**TASK BRIEF:**
Lay out every line of the records below as a Markdown table with two columns, Row and Line. Number the rows and leave out blank lines.

....

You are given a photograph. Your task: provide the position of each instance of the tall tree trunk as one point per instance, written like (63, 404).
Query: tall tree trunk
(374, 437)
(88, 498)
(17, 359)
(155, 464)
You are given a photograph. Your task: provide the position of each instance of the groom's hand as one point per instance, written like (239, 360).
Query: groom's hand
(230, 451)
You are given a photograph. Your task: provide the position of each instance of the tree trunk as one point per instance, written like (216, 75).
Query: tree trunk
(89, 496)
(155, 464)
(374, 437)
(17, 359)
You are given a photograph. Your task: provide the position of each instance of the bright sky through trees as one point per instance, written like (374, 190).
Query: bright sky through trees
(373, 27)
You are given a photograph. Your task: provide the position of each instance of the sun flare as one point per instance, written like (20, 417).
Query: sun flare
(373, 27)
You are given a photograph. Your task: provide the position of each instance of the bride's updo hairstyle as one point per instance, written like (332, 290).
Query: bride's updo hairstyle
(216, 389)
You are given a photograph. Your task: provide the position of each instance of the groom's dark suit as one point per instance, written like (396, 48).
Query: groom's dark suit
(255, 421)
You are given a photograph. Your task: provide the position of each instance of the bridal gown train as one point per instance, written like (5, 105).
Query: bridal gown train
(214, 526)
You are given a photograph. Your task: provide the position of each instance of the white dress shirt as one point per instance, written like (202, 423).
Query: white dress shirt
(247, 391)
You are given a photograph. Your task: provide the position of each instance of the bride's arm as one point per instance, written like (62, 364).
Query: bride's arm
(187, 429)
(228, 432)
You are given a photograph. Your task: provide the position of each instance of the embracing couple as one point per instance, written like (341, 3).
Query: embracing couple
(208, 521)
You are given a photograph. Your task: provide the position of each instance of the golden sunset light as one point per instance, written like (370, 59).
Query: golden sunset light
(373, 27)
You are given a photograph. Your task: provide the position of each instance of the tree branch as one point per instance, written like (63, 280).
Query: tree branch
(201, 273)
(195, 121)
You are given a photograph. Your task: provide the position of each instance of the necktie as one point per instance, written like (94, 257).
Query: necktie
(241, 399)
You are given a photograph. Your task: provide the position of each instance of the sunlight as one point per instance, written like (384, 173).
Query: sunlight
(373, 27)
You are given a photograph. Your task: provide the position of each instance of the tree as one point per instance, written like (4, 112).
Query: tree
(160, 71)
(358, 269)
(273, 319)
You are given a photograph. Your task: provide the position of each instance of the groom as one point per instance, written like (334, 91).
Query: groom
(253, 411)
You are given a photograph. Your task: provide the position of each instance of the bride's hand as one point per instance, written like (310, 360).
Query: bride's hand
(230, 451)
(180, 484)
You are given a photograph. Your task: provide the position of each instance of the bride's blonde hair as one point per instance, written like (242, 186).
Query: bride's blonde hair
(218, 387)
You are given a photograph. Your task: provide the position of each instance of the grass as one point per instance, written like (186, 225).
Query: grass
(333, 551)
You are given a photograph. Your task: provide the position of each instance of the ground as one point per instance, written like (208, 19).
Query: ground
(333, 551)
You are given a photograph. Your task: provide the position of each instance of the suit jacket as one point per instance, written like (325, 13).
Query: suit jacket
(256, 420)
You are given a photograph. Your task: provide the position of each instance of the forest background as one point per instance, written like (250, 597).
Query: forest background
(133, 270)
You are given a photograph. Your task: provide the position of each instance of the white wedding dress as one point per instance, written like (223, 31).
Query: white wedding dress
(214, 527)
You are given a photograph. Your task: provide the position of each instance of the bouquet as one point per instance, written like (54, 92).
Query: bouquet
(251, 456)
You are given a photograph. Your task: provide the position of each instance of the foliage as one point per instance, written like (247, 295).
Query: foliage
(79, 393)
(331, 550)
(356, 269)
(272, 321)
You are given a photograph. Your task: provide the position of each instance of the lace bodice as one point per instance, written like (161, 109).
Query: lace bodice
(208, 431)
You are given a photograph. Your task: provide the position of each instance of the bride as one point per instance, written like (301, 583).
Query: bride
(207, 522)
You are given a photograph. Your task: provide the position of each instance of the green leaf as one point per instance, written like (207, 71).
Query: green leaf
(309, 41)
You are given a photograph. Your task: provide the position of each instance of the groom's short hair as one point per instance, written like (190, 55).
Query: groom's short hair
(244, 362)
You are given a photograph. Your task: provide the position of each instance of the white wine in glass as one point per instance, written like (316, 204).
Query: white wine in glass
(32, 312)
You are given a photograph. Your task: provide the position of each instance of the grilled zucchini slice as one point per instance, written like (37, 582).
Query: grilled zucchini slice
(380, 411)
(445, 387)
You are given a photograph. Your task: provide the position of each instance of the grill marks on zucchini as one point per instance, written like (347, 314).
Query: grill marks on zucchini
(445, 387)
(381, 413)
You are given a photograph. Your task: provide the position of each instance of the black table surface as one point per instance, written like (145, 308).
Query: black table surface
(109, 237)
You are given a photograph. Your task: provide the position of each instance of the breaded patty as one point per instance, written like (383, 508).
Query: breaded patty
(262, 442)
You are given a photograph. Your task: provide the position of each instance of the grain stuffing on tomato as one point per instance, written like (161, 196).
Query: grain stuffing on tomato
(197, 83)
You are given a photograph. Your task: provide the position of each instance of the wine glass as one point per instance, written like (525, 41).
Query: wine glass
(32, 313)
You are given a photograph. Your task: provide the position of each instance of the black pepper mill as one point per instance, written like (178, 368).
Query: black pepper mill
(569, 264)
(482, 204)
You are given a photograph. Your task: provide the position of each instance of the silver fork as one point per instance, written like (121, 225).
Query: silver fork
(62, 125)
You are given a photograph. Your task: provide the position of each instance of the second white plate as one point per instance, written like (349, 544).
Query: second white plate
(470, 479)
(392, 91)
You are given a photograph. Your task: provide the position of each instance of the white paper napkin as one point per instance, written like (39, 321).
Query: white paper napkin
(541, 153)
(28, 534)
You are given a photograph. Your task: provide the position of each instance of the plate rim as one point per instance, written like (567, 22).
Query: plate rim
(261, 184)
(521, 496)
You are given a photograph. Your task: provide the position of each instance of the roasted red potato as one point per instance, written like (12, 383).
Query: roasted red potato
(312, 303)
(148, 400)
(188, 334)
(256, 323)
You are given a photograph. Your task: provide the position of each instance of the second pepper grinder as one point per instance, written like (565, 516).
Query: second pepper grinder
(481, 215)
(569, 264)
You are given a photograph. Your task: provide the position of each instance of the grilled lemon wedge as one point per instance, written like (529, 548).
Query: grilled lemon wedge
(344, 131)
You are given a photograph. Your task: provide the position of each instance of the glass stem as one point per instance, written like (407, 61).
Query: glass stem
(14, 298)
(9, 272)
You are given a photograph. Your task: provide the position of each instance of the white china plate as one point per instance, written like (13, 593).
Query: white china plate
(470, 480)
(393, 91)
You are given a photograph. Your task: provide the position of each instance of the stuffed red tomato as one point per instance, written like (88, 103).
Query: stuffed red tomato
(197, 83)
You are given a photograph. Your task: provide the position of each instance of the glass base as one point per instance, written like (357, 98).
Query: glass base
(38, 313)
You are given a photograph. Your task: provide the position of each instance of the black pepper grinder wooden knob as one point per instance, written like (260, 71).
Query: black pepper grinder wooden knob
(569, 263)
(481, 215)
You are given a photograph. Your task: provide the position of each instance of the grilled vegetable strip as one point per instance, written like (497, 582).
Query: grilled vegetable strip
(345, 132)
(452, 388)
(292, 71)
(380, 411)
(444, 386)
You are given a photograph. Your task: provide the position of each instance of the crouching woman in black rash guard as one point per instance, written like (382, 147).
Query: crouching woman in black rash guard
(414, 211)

....

**THE RESULT:**
| Row | Line |
|---|---|
| 1 | You are given a photograph. Your task: provide the position of each instance of the tall tree trunk as one point per instance, written like (63, 404). |
| 2 | Query: tall tree trunk |
| 3 | (374, 437) |
| 4 | (88, 498) |
| 5 | (17, 359) |
| 6 | (155, 464) |
| 7 | You are given a photograph. Your task: provide the position of each instance of the groom's hand as one point per instance, written like (239, 360). |
| 8 | Query: groom's hand |
| 9 | (230, 451) |
| 10 | You are given a photograph. Your task: provide the position of each instance of the tree trunk as one point per instance, written like (216, 75). |
| 11 | Query: tree trunk |
| 12 | (89, 496) |
| 13 | (155, 464) |
| 14 | (374, 437) |
| 15 | (17, 359) |
| 16 | You are given a photograph. Your task: provide the position of each instance of the bright sky through trees as one point per instance, written like (374, 190). |
| 17 | Query: bright sky through trees |
| 18 | (373, 27) |
| 19 | You are given a photograph. Your task: provide the position of each instance of the sun flare as one point per instance, written like (20, 417). |
| 20 | Query: sun flare |
| 21 | (373, 27) |
| 22 | You are given a photograph. Your task: provide the position of each instance of the bride's updo hairstyle as one point per instance, written like (332, 290). |
| 23 | Query: bride's updo hairstyle |
| 24 | (216, 389) |
| 25 | You are given a photograph. Your task: provide the position of each instance of the groom's dark suit as one point per instance, written like (396, 48). |
| 26 | Query: groom's dark suit |
| 27 | (255, 421) |
| 28 | You are given a photograph. Your task: provide the position of each instance of the bridal gown train as one point per instance, written like (5, 105). |
| 29 | Query: bridal gown train |
| 30 | (214, 526) |
| 31 | You are given a photograph. Your task: provide the position of each instance of the white dress shirt as one point per instance, written like (202, 423). |
| 32 | Query: white dress shirt |
| 33 | (247, 391) |
| 34 | You are given a photograph. Your task: provide the position of each instance of the bride's arm as one point per instance, written like (62, 364). |
| 35 | Query: bride's arm |
| 36 | (187, 429) |
| 37 | (228, 432) |
| 38 | You are given a photograph. Your task: provide the position of each instance of the embracing couple as one point per instance, written like (341, 3). |
| 39 | Query: embracing couple |
| 40 | (208, 521) |
| 41 | You are given a photograph. Your task: provide the position of each instance of the golden sunset light as one point per instance, written like (370, 59). |
| 42 | Query: golden sunset light |
| 43 | (373, 27) |
| 44 | You are given a photograph. Your task: provide the position of each instance of the tree branch as one point per instance, written like (63, 280). |
| 45 | Query: tree branch |
| 46 | (201, 273) |
| 47 | (195, 121) |
| 48 | You are given a photograph. Your task: provide the position of each instance of the necktie as one point per instance, written like (94, 257). |
| 49 | Query: necktie |
| 50 | (241, 399) |
| 51 | You are given a photograph. Your task: provide the position of each instance of the sunlight as one point per instance, written like (384, 173). |
| 52 | Query: sunlight |
| 53 | (373, 27) |
| 54 | You are given a photograph. Your task: provide the position of each instance of the tree as one point per instance, written like (4, 112). |
| 55 | Query: tree |
| 56 | (160, 71) |
| 57 | (358, 269) |
| 58 | (273, 319) |
| 59 | You are given a photograph. Your task: provide the position of each instance of the groom as one point per instance, written like (334, 91). |
| 60 | Query: groom |
| 61 | (253, 411) |
| 62 | You are given a photograph. Your task: provide the position of each instance of the bride's hand as one point per instance, written like (310, 360). |
| 63 | Query: bride's hand |
| 64 | (230, 451) |
| 65 | (180, 484) |
| 66 | You are given a photograph. Your task: provide the position of each instance of the bride's blonde hair as one point per instance, written like (242, 186). |
| 67 | Query: bride's blonde hair |
| 68 | (218, 387) |
| 69 | You are given a photograph. Your task: provide the position of each instance of the grass as one point per instance, written like (186, 225). |
| 70 | Query: grass |
| 71 | (333, 551) |
| 72 | You are given a photograph. Your task: provide the position of each instance of the ground as one point per instance, written like (208, 19). |
| 73 | Query: ground |
| 74 | (333, 551) |
| 75 | You are given a photograph. Your task: provide the position of each instance of the suit jacket as one point per instance, written like (325, 13). |
| 76 | Query: suit jacket |
| 77 | (256, 420) |
| 78 | You are given a photograph. Your task: provide the position of each instance of the forest background as one point per instance, written like (250, 597). |
| 79 | Query: forest background |
| 80 | (133, 270) |
| 81 | You are given a photograph. Your task: provide the position of each instance of the white wedding dress as one point per instance, written like (223, 31). |
| 82 | Query: white wedding dress |
| 83 | (214, 527) |
| 84 | You are given a photograph. Your task: provide the position of each instance of the bouquet as one point per instance, written like (54, 92). |
| 85 | Query: bouquet |
| 86 | (251, 456) |
| 87 | You are given a photograph. Your task: provide the position of each instance of the foliage as one point per instance, written like (247, 295). |
| 88 | Query: foliage |
| 89 | (79, 393) |
| 90 | (331, 550) |
| 91 | (356, 269) |
| 92 | (272, 321) |
| 93 | You are given a photograph. Your task: provide the position of each instance of the lace bodice as one point per instance, written like (161, 109). |
| 94 | Query: lace bodice |
| 95 | (208, 431) |
| 96 | You are given a photograph. Your task: provide the position of each instance of the bride as one point per instance, written like (301, 583). |
| 97 | Query: bride |
| 98 | (207, 522) |
| 99 | You are given a photograph. Your task: provide the position of each instance of the green leaf as one point per instance, written like (207, 71). |
| 100 | Query: green leaf |
| 101 | (309, 41) |
| 102 | You are given a photograph. Your task: provide the position of each instance of the groom's short hair as one point per instance, written like (190, 55). |
| 103 | Query: groom's short hair |
| 104 | (244, 362) |
| 105 | You are given a photograph. Your task: provide the position of each instance of the white wine in glass as one point per instance, written like (316, 204). |
| 106 | Query: white wine in glass |
| 107 | (32, 312) |
| 108 | You are given a photograph. Your task: provide the position of each instance of the grilled zucchini slice as one point per instance, written like (37, 582). |
| 109 | Query: grilled zucchini slice |
| 110 | (380, 411) |
| 111 | (445, 387) |
| 112 | You are given a photograph. Your task: provide the position of each instance of the grill marks on zucchini as one point per instance, written like (347, 314). |
| 113 | Query: grill marks on zucchini |
| 114 | (445, 387) |
| 115 | (381, 413) |
| 116 | You are given a photograph. Your task: provide the position of each instance of the black table surface as one point per instance, written like (145, 308). |
| 117 | Query: black table surface |
| 118 | (109, 237) |
| 119 | You are given a photograph. Your task: provide the position of each instance of the breaded patty as one point per instance, written like (383, 508). |
| 120 | Query: breaded patty |
| 121 | (262, 442) |
| 122 | You are given a photograph. Your task: provide the position of each instance of the grain stuffing on tomato as one point per instance, written like (161, 196). |
| 123 | Query: grain stuffing on tomato |
| 124 | (197, 83) |
| 125 | You are given a photograph. Your task: provide the position of each instance of the wine glass as one point per instance, written like (525, 41). |
| 126 | Query: wine glass |
| 127 | (32, 313) |
| 128 | You are given a photograph. Your task: provide the position of each instance of the black pepper mill as one point per instance, written like (178, 368). |
| 129 | Query: black pepper mill |
| 130 | (569, 264) |
| 131 | (482, 204) |
| 132 | You are given a photograph. Your task: provide the position of each instance of the silver fork as one point per instance, written like (121, 225). |
| 133 | Query: silver fork |
| 134 | (62, 125) |
| 135 | You are given a photograph. Your task: provide the position of each instance of the second white plate as one point per instance, written like (349, 544). |
| 136 | Query: second white plate |
| 137 | (470, 479) |
| 138 | (392, 91) |
| 139 | You are given a photograph. Your task: provide the position of each instance of the white paper napkin as one point per instance, written like (39, 321). |
| 140 | Query: white paper napkin |
| 141 | (541, 153) |
| 142 | (28, 534) |
| 143 | You are given a photograph. Your task: provide the position of each instance of the plate rim as one point per instance, written like (567, 22). |
| 144 | Query: plate rim |
| 145 | (261, 184) |
| 146 | (521, 496) |
| 147 | You are given a photograph. Your task: provide the position of each instance of the roasted red potato as one point per instance, written like (12, 383). |
| 148 | Query: roasted red potato |
| 149 | (312, 303) |
| 150 | (148, 400) |
| 151 | (188, 334) |
| 152 | (256, 323) |
| 153 | You are given a photograph. Your task: provide the position of each instance of the second pepper grinder as one point per instance, written like (565, 516). |
| 154 | Query: second pepper grinder |
| 155 | (481, 215) |
| 156 | (569, 264) |
| 157 | You are given a photograph. Your task: provide the position of each instance of the grilled lemon wedge as one point per instance, written like (529, 548). |
| 158 | Query: grilled lemon wedge |
| 159 | (344, 131) |
| 160 | You are given a photograph. Your task: provide the position of each instance of the glass stem as one point per instance, written like (407, 61). |
| 161 | Query: glass stem |
| 162 | (14, 298) |
| 163 | (9, 272) |
| 164 | You are given a photograph. Your task: provide the position of each instance of the white china plate as one point per instance, written like (13, 593). |
| 165 | Query: white china plate |
| 166 | (470, 480) |
| 167 | (393, 91) |
| 168 | You are given a photograph. Your task: provide the position of each instance of the stuffed red tomato as one point per instance, written like (88, 103). |
| 169 | Query: stuffed red tomato |
| 170 | (197, 83) |
| 171 | You are given a photograph. Your task: provide the position of each instance of the glass base as one point per instance, written like (357, 98). |
| 172 | Query: glass base |
| 173 | (38, 313) |
| 174 | You are given a photograph. Your task: provide the position of each instance of the black pepper grinder wooden knob as one point per instance, written like (260, 71). |
| 175 | Query: black pepper grinder wooden knob |
| 176 | (569, 263) |
| 177 | (481, 215) |
| 178 | You are given a photograph. Your task: provide the position of each instance of the grilled vegetable strip as one point per instance, written like (497, 582). |
| 179 | Query: grilled vegetable strip |
| 180 | (345, 132) |
| 181 | (452, 388) |
| 182 | (292, 71) |
| 183 | (380, 411) |
| 184 | (444, 386) |
| 185 | You are given a photograph. Your task: provide the position of each instance of the crouching woman in black rash guard as one point per instance, written like (382, 147). |
| 186 | Query: crouching woman in black rash guard |
| 187 | (414, 211) |